Travail demandé — Recopiez à l'identique, dans l'extrait ci-dessous sur les corps étrangers ORL, tout le passage qui va de « Il en va des » jusqu'à « la personne âgée. ».

:: Extrait retenu

Il en va des corps étrangers ORL comme des accidents de voiture : seuls les efforts de prévention - l'interdiction des cacahuètes avant 7 ans notamment - permettront de réduire significativement la morbi-mortalité qui leur est attachée. Les corps étrangers laryngo-trachéo-bronchiques sont encore responsables d'une trentaine de décès par an chez l'enfant de moins de 4 ans et représentent l'accident mortel le plus fréquent avant l'âge de 6 ans. S'ils surviennent dans deux tiers à trois quarts des cas entre 1 et 3 ans, on observe un autre pic de fréquence, par fausse route alimentaire, chez la personne âgée.

Le syndrome de pénétration

L'inhalation du corps étranger (CE), qui s'enclave le plus souvent dans l'arbre bronchique droit en raison de sa position anatomique plus verticale, est responsable du classique syndrome de pénétration dû à un spasme laryngé et à une toux réflexe. Il entraîne dans la majorité des cas l'expulsion de l'intrus.

::::
:: Jeu de données

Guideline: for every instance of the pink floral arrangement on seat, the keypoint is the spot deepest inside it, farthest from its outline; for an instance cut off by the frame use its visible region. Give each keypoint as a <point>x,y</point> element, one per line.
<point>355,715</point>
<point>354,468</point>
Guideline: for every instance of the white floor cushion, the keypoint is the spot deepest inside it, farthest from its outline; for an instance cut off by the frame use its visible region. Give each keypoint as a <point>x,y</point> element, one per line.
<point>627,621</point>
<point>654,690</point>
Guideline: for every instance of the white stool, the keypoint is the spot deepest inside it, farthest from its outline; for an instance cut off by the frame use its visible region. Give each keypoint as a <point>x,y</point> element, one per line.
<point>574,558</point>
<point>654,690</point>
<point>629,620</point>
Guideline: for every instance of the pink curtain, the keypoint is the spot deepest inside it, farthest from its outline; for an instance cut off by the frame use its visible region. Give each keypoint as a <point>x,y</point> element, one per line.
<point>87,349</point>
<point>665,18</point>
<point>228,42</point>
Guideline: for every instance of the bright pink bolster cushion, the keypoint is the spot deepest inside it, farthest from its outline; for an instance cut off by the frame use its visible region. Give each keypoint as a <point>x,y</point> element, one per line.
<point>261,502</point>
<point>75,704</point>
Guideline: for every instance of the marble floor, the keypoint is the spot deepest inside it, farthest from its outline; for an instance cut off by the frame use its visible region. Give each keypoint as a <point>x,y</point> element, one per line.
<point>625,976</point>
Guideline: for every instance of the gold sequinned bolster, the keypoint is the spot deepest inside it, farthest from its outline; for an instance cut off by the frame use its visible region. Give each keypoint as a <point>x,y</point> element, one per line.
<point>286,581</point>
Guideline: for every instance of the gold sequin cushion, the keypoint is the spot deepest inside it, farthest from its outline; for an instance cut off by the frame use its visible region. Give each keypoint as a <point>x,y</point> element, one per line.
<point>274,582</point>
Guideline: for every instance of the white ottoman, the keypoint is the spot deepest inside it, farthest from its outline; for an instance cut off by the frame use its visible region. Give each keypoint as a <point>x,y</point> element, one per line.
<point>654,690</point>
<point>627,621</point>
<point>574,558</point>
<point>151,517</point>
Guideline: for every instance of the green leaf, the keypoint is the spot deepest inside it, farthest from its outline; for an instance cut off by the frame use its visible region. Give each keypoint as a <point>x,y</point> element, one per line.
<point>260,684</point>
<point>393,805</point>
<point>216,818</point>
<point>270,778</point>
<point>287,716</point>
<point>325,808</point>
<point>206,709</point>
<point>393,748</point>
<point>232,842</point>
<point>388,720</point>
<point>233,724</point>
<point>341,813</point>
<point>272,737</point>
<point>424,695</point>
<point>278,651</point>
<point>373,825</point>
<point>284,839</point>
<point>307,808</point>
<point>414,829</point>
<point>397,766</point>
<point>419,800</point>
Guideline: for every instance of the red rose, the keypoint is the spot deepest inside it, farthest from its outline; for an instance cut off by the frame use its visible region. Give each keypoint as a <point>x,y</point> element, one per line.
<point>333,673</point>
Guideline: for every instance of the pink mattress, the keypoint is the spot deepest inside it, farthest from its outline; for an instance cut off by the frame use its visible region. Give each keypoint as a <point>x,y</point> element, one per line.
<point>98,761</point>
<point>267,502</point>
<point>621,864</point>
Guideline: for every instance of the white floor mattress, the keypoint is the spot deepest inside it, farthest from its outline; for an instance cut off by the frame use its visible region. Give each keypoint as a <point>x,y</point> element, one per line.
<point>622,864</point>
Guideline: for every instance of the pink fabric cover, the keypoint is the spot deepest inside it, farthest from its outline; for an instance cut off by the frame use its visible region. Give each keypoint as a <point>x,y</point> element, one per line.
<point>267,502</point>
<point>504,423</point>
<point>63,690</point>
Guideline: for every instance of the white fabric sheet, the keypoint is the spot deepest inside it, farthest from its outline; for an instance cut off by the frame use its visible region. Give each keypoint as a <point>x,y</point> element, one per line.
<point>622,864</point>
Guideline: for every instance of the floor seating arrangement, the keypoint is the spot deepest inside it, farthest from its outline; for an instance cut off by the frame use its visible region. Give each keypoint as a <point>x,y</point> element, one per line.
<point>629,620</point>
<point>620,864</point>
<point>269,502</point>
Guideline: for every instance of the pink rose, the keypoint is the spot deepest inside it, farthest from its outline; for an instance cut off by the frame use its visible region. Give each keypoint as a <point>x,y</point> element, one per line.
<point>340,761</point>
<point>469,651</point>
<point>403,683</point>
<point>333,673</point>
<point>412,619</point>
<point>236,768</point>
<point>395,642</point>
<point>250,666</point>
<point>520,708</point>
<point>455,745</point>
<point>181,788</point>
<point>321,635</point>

::::

Résultat produit —
Il en va des corps étrangers ORL comme des accidents de voiture : seuls les efforts de prévention - l'interdiction des cacahuètes avant 7 ans notamment - permettront de réduire significativement la morbi-mortalité qui leur est attachée. Les corps étrangers laryngo-trachéo-bronchiques sont encore responsables d'une trentaine de décès par an chez l'enfant de moins de 4 ans et représentent l'accident mortel le plus fréquent avant l'âge de 6 ans. S'ils surviennent dans deux tiers à trois quarts des cas entre 1 et 3 ans, on observe un autre pic de fréquence, par fausse route alimentaire, chez la personne âgée.